## Material for this task
══════════════════════════════
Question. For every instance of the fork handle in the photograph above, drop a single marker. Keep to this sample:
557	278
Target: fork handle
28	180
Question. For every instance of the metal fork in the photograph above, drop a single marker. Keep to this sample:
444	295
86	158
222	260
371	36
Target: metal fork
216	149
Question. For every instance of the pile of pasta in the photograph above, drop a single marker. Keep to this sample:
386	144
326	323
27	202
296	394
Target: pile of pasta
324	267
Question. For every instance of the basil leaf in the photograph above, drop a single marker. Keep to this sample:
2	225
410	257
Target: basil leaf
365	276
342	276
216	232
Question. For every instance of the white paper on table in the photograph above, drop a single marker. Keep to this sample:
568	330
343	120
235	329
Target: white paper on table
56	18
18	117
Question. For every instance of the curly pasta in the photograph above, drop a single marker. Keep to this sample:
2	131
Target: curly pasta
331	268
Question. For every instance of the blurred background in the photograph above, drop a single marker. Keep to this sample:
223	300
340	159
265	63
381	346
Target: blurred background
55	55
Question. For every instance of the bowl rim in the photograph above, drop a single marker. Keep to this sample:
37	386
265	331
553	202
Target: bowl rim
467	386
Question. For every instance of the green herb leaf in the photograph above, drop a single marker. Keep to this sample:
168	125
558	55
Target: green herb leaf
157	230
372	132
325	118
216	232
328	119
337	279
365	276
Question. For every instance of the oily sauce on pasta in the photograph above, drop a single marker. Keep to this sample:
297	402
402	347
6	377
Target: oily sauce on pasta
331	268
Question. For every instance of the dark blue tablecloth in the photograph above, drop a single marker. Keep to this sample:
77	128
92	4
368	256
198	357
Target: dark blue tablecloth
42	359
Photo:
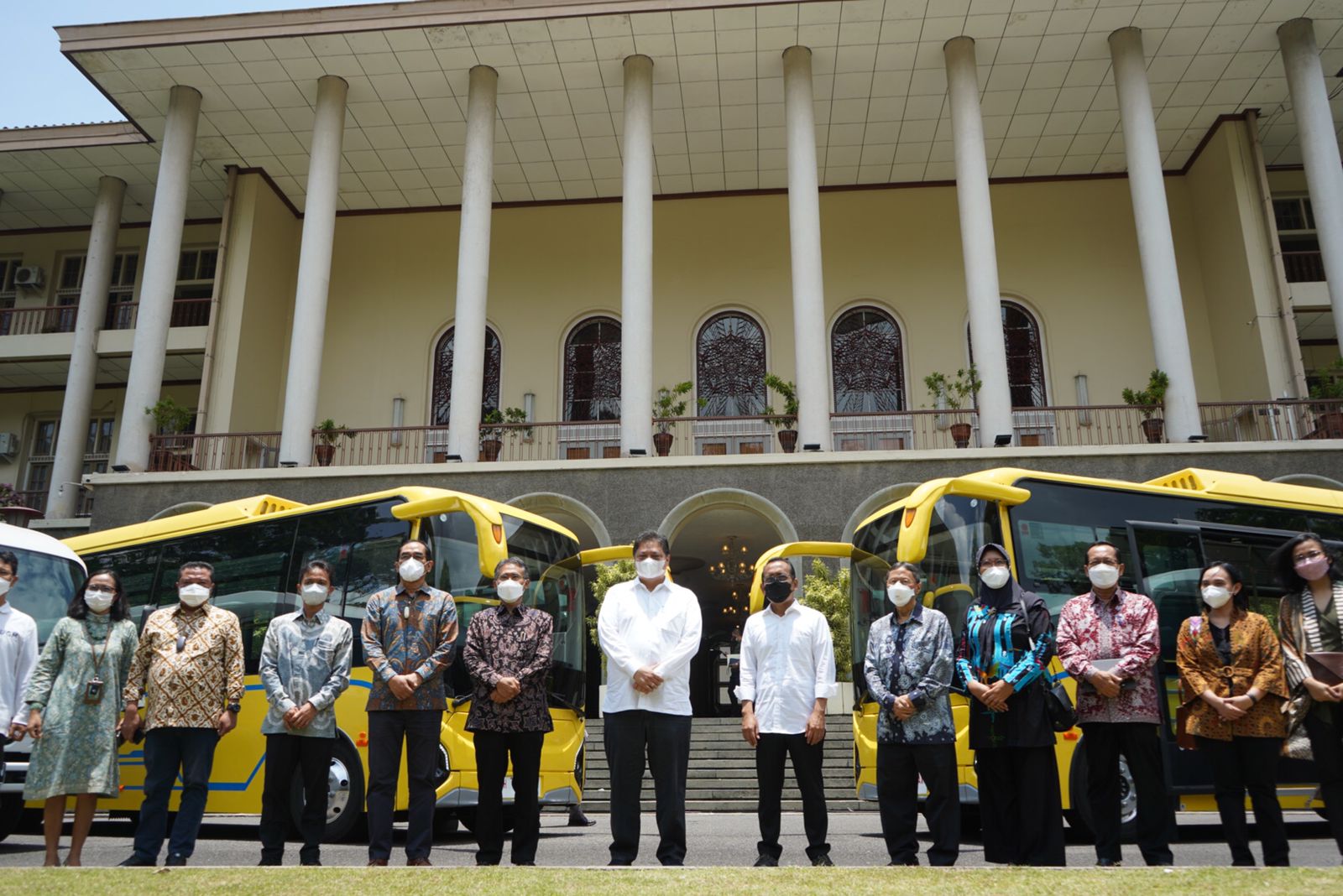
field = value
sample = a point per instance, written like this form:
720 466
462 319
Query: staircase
722 775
══════════════════════════════
## Exercise goal
Quote the full listing above word for word; exclude every picture from the copy.

## Exercise answer
Question. For every instance of the fork handle in the photograph above, drop a single marker. Keep to this sample:
557	278
Target: fork handle
28	180
Question. For every instance of the metal fork in the photograph above, drop a single marker. Keep to this sample:
444	295
86	158
222	260
371	36
Target: metal fork
216	149
Question. For every instance of the pile of pasta in the photograph above, drop a single marker. Keep to this sample:
386	144
326	323
27	202
296	394
Target: pile of pasta
324	267
Question. For every instance of the basil leaf in the photograph above, drop a single marker. Keep to this sample:
2	225
410	257
Target: basil leaf
365	276
342	276
216	232
Question. For every instance of the white paper on table in the photograph above, drop a single marker. Keep to this sample:
568	330
343	120
235	329
Target: white paper on table
56	18
18	117
Question. For every instance of the curly pasta in the photograph above, drop a single marker. Keep to this sample:
2	131
Target: curly pasta
331	268
Question. For every instance of the blurred background in the photograph above, drop a single marker. Keep to this sample:
223	300
340	159
265	63
381	346
Target: blurred background
55	55
Question. For every instance of the bowl rim in the photograph above, drop a single marker. Keep to this sample:
37	386
265	331
553	202
Target: bowl rim
467	386
Question. For every instance of the green herb leaf in the photograph above, drop a single marker. Keep to this sample:
168	125
558	55
Target: green herb leaf
157	230
372	132
325	118
216	232
328	119
337	279
365	276
Question. For every instance of the oily sauce on pasta in the photograph above, drop a single marker. Keep to this sample:
297	402
402	347
6	377
Target: oily sauce on pasta
331	268
Question. For every instance of the dark blue tablecloth in the photograph above, drop a single marker. Keep to this sample:
77	128
92	4
368	256
198	357
Target: dark blue tablecloth
42	359
Photo:
field = value
sample = a point per instance, written like this form:
720 466
462 319
Query: staircase
722 775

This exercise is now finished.